◆ SET TASK ◆
Please locate each line in the material below that contains the string "path" and copy those lines out. Case counts.

◆ MATERIALS PROVIDED ◆
****

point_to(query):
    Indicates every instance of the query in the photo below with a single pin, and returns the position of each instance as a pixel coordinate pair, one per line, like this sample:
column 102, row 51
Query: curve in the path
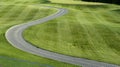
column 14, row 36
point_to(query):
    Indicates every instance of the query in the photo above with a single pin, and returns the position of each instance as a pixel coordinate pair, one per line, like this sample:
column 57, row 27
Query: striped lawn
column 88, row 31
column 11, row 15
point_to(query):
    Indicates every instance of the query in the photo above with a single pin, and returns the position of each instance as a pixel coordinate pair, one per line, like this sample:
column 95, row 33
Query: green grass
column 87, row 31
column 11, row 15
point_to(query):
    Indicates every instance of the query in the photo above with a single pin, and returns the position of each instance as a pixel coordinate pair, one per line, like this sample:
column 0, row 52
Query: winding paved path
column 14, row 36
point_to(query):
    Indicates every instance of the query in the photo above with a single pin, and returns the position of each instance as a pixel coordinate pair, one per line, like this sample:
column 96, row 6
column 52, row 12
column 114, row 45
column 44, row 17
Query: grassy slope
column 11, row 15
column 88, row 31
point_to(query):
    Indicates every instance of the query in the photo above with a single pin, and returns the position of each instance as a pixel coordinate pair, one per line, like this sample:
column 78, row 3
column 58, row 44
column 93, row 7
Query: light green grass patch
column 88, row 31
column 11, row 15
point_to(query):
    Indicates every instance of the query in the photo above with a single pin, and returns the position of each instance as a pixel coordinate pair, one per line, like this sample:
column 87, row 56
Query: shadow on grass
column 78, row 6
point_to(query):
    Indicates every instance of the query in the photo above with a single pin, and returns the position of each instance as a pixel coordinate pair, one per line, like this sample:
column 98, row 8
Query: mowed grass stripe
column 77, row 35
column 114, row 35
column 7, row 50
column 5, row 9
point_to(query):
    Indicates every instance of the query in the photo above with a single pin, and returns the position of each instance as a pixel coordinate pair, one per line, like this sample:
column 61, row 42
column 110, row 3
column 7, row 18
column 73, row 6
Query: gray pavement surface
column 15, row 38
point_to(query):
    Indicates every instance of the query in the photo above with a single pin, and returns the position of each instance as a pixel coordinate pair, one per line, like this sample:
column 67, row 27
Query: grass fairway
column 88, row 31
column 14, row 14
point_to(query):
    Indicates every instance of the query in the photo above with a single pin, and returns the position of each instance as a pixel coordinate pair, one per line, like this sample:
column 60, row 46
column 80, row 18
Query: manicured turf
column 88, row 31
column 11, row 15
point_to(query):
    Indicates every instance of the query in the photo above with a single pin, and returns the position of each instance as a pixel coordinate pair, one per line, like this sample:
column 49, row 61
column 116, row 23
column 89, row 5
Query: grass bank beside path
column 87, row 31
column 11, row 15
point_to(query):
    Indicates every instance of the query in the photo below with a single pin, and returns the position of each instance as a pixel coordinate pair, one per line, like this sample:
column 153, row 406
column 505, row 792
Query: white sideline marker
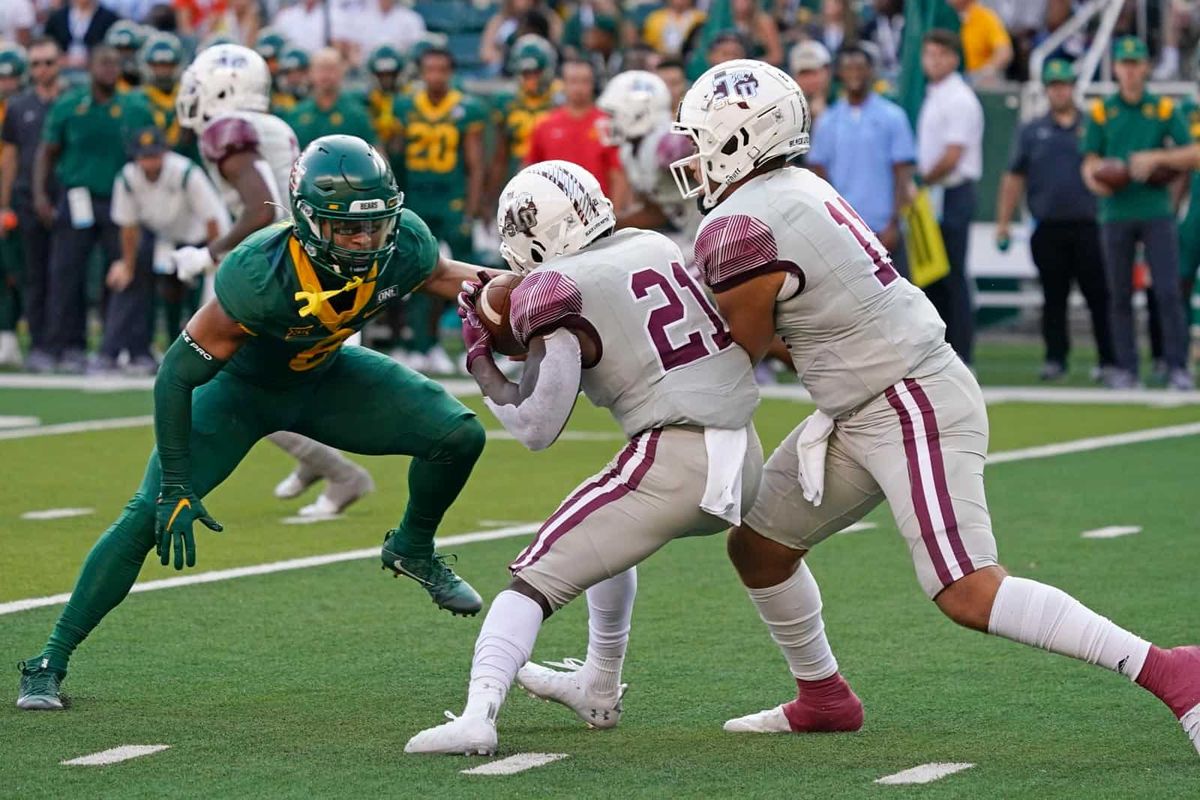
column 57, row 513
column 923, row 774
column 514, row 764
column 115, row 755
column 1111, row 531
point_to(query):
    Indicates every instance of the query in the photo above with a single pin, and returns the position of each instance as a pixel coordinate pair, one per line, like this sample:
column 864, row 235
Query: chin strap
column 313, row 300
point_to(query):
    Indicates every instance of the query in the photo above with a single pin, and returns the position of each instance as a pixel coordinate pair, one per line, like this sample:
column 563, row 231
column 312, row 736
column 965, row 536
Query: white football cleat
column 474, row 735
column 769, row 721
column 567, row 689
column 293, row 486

****

◆ TASK RESULT ◆
Query: curve in the path
Query: winding paved path
Query: grass bank beside path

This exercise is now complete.